(Items from a dataset)
◆ ◆ ◆ ◆ ◆ ◆ ◆
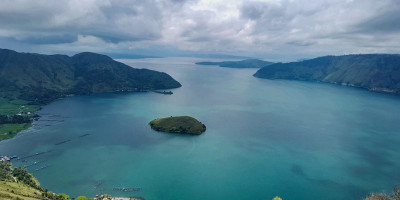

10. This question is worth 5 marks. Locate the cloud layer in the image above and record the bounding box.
[0,0,400,60]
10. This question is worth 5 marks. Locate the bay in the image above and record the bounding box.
[0,58,400,200]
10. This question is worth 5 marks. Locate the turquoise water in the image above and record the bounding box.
[0,58,400,200]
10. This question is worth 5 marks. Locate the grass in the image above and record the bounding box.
[149,116,206,135]
[0,98,40,141]
[0,181,42,200]
[0,98,40,115]
[0,123,32,141]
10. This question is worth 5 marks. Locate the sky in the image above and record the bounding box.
[0,0,400,61]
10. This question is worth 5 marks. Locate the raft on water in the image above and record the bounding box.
[54,140,71,145]
[113,187,142,192]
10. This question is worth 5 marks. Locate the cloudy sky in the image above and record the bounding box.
[0,0,400,61]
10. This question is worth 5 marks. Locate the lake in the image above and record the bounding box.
[0,58,400,200]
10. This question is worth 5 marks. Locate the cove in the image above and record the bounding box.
[0,58,400,200]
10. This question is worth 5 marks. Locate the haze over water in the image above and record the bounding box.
[0,58,400,200]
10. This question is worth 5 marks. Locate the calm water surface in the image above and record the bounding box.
[0,58,400,200]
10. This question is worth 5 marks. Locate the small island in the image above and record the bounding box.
[149,116,206,135]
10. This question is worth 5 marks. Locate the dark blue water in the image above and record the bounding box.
[0,58,400,200]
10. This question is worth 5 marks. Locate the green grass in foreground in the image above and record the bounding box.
[0,123,32,141]
[0,181,47,200]
[0,98,40,115]
[0,97,40,141]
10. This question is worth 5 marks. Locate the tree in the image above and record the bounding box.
[75,196,88,200]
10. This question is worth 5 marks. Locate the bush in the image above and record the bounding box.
[75,196,87,200]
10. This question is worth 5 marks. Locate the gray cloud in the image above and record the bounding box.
[0,0,400,60]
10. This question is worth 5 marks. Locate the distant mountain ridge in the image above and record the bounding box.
[196,59,273,68]
[254,54,400,94]
[0,49,181,103]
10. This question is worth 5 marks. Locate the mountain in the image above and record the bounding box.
[196,59,273,68]
[254,54,400,94]
[0,49,181,104]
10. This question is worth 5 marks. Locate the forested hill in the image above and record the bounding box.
[196,59,273,68]
[0,49,181,103]
[254,54,400,94]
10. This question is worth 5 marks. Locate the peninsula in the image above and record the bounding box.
[196,59,274,68]
[149,116,206,135]
[254,54,400,94]
[0,49,181,140]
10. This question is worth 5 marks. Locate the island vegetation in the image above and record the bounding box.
[364,186,400,200]
[149,116,206,135]
[0,49,181,140]
[254,54,400,94]
[196,59,273,68]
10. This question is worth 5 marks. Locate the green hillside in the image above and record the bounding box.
[149,116,206,135]
[0,49,181,104]
[0,49,181,140]
[254,54,400,94]
[196,59,273,68]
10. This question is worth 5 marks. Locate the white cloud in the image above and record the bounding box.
[0,0,400,58]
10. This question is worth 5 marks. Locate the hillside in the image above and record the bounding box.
[149,116,206,135]
[196,59,273,68]
[0,49,181,104]
[254,54,400,94]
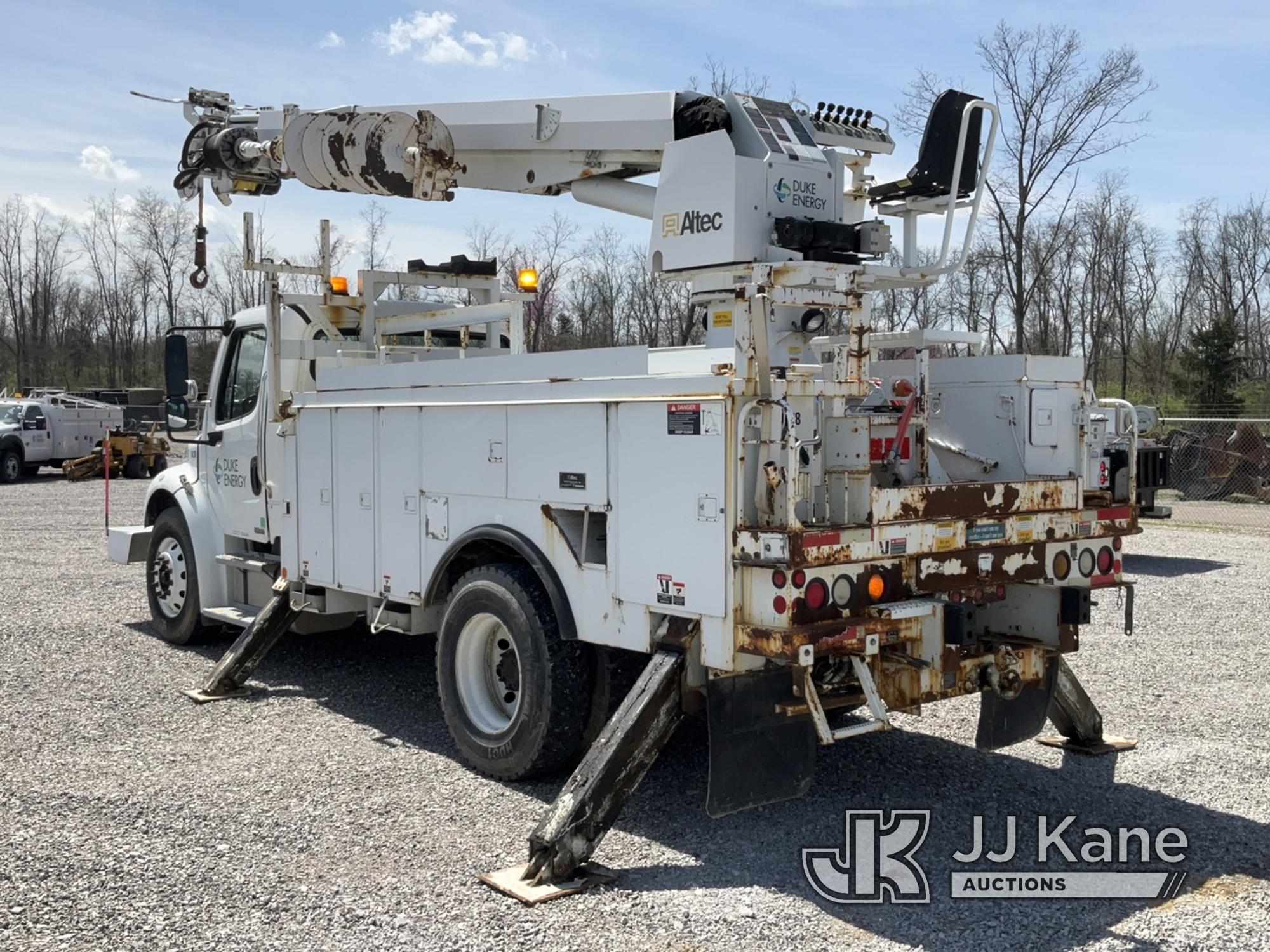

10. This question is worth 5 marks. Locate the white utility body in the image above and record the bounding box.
[0,390,123,482]
[110,82,1153,891]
◆ ◆ ◆ ◆ ◆ ◆ ◆
Please rewrite all of the records above, substituting "give the box coordinates" for "record the bounding box" wherever it occurs and changing nothing else. Leave the pictures out of your answer.

10. This question is worth 5 marks. Locate the cloud layer in the image above and give the box coordinates.
[0,0,400,60]
10. This question is worth 5 marks. Locate the bay in the image above and give the box coordinates.
[0,58,400,200]
10. This question is worth 5 marks. Locate the turquoise water in the image above and give the box coordinates.
[0,58,400,200]
10. This question is worth 5 marks. Locate the grass in the image above and give the box coordinates.
[149,116,206,135]
[0,98,40,141]
[0,181,42,200]
[0,98,40,115]
[0,123,32,141]
10. This question is worth 5 marks. Locate the sky in the image above and give the box coordinates.
[0,0,400,61]
10. This question is worth 5 marks. Locate the raft on water in the image above and give the box coordinates.
[54,140,71,145]
[113,187,142,192]
10. This question is worth 5 marks. Locate the cloudy sky in the image above and give the box coordinates.
[0,0,400,61]
10. This question is worth 5 marks. Locate the lake in the image above and give the box coordinates.
[0,58,400,200]
10. This question is worth 5 marks. Locate the cove in the image above and give the box coordinates.
[0,58,400,200]
10. This question is worth 5 marks. Locate the haze over water in the image above and give the box coordinates.
[0,58,400,200]
10. This question is worth 5 marks. Locate the calm water surface in the image above and give the box coordinates.
[0,58,400,200]
10. This question is worth 5 marks. Locate the small island in the image above and give the box coordinates.
[149,116,206,135]
10. This question is worth 5 marks. Locate the dark blue water in the image above and give the box coordinates.
[0,58,400,200]
10. This question is worth 5 marks. Locate the green grass in foreground in the image above and give the box coordinates.
[0,123,32,141]
[0,181,47,200]
[0,98,40,115]
[0,97,40,141]
10. This question is worth 5 marks. Locate the tree in the image above and give the box coordinates.
[75,196,88,200]
10. This question is worth 5 marks. Locate the bush in the image above and give the box coordinates.
[75,196,87,200]
10. This question is worth 5 marks. Locate the gray cloud in the image above and give the box coordinates.
[0,0,400,60]
10. This question is worth 5 marks. Locate the distant mountain ridge in the image above and give the box coordinates.
[196,59,273,68]
[254,54,400,94]
[0,49,181,103]
10. This question is worth 5 marks. Locate the mountain in the image above and give the box coordinates.
[196,59,273,68]
[254,54,400,94]
[0,49,181,104]
10. This question is worth 5 marks. Locate the forested hill in the image above and give the box coordinates.
[196,59,273,68]
[0,49,181,103]
[254,54,400,94]
10. This question is worth 5 marks. Locate the peninsula in the image above and give the box coordinates.
[196,59,274,68]
[149,116,206,135]
[254,54,400,94]
[0,49,181,140]
10. This question is worth 5 marks. Locate the island vegetation in the image above and give the box coordinates.
[364,186,400,200]
[149,116,206,135]
[0,49,181,140]
[254,54,400,94]
[196,59,273,68]
10. This question is worth 5 marks. Locate the green hillside in the image above and give the box coordinates.
[149,116,206,135]
[0,49,181,104]
[0,49,181,140]
[254,54,400,94]
[196,59,273,68]
10. This question is worth 5 marks. Locate the white cloud in the image above and give the box coordinates.
[0,0,400,58]
10. This question is worth 5 marks. Locate the hillside in the image above and give the box coordinates.
[149,116,206,135]
[196,59,273,68]
[0,49,181,104]
[254,54,400,94]

10. This question is worth 5 marks. Locate the white utility body in the image above and give the box coordinates.
[0,390,123,482]
[110,82,1153,891]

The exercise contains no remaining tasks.